§ **EXCERPTED PASSAGE**
=== Begin Enclosure ===
In vivo confirmation of the concept:
RF hyperthermia–enhanced chemotherapy in a mouse model with subcutaneous esophageal squamous cancer
xenografts.—The 24 mice with esophageal squamous cancer xenografts were
randomly allocated into four groups.
Six mice in each of the four groups
were treated with (a) direct intratumoral injections of 2 mg/kg of cisplatin
and 25 mg/kg of fluorouracil in 100 µL
of PBS, immediately followed by local
RF heating at 41 °C 6 1 for 30 minutes;
(b) intratumoral injection of 2 mg/kg of
cisplatin and 25 mg/kg of fluorouracil
in 100 µL of PBS alone; (c) 30 minutes
of RF hyperthermia alone; or (d) intratumoral injection of 100 µL of PBS
to serve as the controls. A Hamilton
microsyringe was used for injection of
the chemotherapeutic drugs at a rate of
100 µL per 3 minutes. RF hyperthermia
was performed as described in the literature (8). RF heating was performed
by inserting a 0.022-inch MR imaging
heating guidewire into the tumor, with
its hyperthermia source at the center
of the tumor. A 400-mm fiber optical
temperature probe was placed subcutaneously parallel to the MR imaging
heating guidewire at the margin of the
tumor to measure the temperature.
=== End Enclosure ===
§ **EXCERPTED RECORDS**
=== Begin Enclosure ===
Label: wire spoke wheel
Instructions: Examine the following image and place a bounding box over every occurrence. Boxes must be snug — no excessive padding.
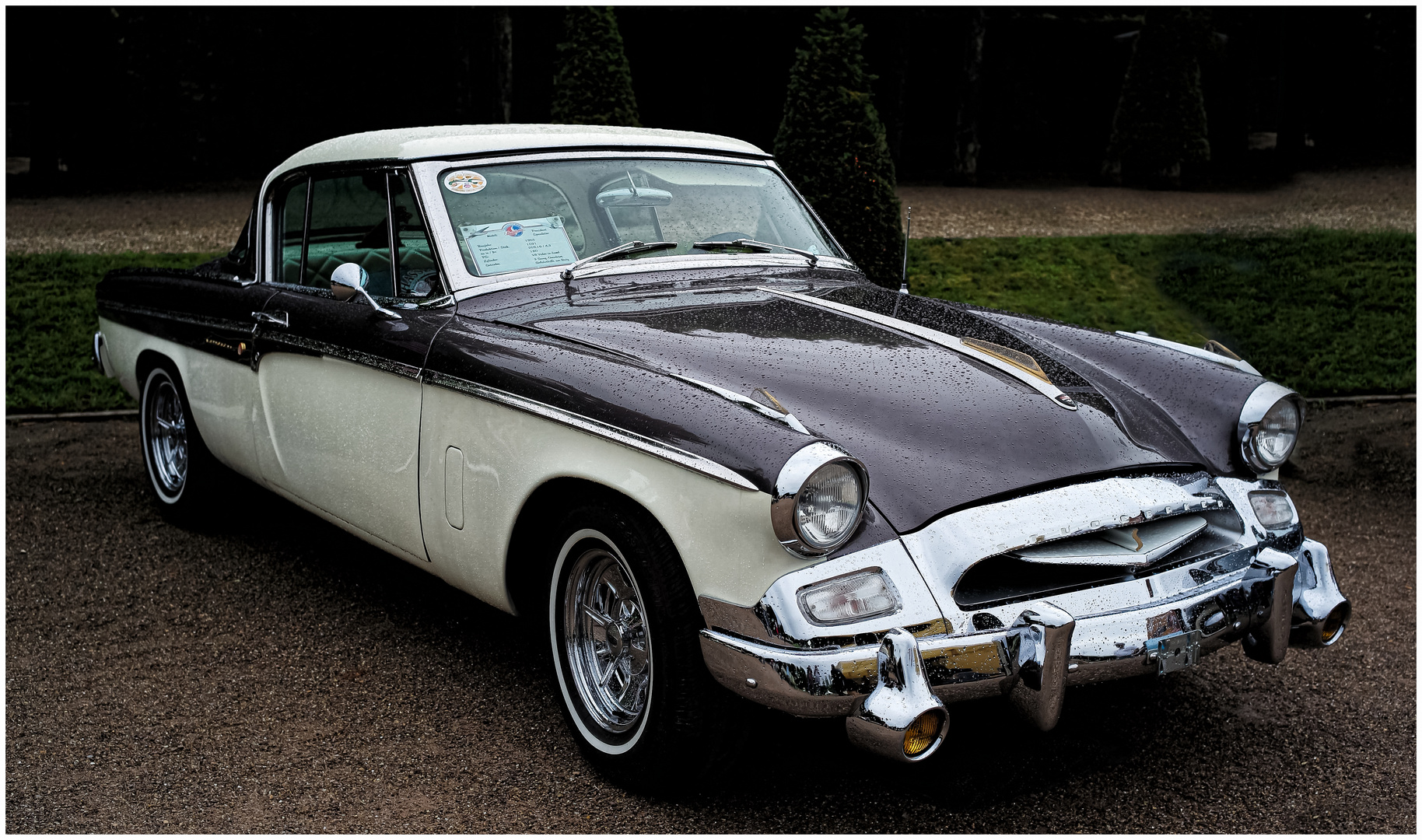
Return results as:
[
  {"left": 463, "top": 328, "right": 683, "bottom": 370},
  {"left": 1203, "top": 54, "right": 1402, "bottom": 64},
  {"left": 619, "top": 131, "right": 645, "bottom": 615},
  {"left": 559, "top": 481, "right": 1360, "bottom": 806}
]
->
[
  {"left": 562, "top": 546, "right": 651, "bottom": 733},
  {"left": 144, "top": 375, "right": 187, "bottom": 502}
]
=== End Enclosure ===
=== Begin Enclosure ===
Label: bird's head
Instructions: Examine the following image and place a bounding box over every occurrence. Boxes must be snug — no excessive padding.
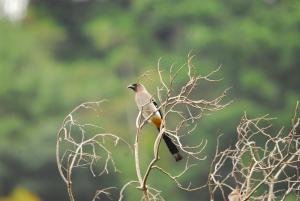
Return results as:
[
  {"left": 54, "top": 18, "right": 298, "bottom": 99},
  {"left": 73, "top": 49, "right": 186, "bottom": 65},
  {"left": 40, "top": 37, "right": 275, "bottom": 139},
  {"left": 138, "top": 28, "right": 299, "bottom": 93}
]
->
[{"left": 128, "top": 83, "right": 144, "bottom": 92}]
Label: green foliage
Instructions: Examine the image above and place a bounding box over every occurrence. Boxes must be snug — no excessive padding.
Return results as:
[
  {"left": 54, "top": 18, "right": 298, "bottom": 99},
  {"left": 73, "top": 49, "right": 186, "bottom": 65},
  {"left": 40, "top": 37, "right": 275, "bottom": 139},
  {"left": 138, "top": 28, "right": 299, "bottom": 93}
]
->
=== End Enclosure ===
=== Begin Enclosure ===
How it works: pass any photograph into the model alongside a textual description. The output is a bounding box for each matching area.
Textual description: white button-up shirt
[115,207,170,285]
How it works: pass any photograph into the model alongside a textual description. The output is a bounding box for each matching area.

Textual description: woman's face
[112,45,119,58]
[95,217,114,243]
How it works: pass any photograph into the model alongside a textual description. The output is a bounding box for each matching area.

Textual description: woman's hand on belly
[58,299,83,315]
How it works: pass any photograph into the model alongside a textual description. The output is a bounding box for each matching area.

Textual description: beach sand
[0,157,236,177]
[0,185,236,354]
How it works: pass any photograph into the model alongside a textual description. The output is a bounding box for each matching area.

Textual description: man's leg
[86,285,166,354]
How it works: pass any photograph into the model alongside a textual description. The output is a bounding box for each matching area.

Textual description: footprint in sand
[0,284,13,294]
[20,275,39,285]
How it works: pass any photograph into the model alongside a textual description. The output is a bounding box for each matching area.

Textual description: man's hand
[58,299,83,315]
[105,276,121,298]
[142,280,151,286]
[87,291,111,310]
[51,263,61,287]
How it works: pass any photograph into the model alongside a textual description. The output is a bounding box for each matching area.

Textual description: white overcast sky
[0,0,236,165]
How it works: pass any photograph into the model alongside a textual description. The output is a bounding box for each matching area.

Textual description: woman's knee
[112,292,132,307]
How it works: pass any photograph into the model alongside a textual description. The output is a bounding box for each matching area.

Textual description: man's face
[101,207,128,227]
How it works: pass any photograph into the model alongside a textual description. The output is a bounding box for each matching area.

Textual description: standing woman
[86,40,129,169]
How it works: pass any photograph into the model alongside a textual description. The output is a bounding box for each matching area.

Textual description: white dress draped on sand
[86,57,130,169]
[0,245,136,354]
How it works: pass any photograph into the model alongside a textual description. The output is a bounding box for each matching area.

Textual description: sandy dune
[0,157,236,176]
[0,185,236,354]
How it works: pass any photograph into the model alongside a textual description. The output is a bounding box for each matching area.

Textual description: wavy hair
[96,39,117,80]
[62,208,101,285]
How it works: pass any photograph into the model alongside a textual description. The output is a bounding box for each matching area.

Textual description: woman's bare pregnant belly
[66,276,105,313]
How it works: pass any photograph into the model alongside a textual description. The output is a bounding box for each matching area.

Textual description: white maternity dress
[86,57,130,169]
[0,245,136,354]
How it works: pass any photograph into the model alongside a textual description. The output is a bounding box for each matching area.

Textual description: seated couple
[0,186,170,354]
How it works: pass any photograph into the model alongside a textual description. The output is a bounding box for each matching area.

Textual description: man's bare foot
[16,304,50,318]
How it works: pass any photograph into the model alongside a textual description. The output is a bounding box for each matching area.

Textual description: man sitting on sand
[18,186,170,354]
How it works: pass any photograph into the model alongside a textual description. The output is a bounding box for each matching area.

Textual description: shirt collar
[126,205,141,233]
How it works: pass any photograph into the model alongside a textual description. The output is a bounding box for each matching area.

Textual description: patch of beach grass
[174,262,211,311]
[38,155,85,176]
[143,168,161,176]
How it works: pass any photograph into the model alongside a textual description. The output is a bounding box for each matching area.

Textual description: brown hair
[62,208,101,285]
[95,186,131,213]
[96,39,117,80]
=== End Enclosure ===
§ **TASKS**
1 – List every device that the mouse xenograft passage names for injecting, heating, or measuring temperature.
2 – According to the mouse xenograft passage, at what rate were the chemotherapeutic drugs injected?

§ **YOUR RESPONSES**
1 –
Hamilton microsyringe
0.022-inch MR imaging heating guidewire
400-mm fiber optical temperature probe

2 – 100 µL per 3 minutes